Requirement:
The data below is to be output in full, unchanged.

Saved entries
______________________________

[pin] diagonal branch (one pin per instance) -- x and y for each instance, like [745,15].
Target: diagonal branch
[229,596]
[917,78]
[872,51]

______________________________

Answer box:
[pin] diagonal branch (one pin per instance) -- x and y for each instance, like [745,15].
Target: diagonal branch
[229,596]
[917,78]
[872,51]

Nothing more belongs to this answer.